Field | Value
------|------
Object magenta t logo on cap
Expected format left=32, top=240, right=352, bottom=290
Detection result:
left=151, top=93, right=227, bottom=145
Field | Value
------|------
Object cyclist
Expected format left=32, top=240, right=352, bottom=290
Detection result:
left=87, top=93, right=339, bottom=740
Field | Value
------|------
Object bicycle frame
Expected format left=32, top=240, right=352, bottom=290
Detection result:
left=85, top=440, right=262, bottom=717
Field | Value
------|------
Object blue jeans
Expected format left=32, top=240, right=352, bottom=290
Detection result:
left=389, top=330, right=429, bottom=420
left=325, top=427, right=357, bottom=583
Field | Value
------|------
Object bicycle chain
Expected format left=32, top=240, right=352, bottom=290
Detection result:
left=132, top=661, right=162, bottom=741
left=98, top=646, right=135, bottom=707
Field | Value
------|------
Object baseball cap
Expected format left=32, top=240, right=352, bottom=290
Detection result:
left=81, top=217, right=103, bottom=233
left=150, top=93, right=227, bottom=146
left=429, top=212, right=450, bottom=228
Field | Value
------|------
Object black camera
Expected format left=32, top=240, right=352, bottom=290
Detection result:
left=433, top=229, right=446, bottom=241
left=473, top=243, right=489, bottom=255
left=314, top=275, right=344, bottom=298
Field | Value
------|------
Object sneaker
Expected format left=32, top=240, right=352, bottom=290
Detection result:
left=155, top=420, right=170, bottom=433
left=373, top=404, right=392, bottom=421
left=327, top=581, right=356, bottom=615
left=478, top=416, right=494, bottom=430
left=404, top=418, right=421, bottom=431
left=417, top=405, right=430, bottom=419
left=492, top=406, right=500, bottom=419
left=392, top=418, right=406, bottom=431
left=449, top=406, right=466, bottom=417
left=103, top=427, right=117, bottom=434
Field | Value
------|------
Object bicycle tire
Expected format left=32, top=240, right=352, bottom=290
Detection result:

• _TASK TO COMPLETE_
Some lines above contain the word "Object". Copy each of them.

• _OUTPUT_
Object magenta t logo on cap
Object cyclist
Object bicycle frame
Object blue jeans
Object bicycle chain
Object baseball cap
Object black camera
Object sneaker
Object bicycle tire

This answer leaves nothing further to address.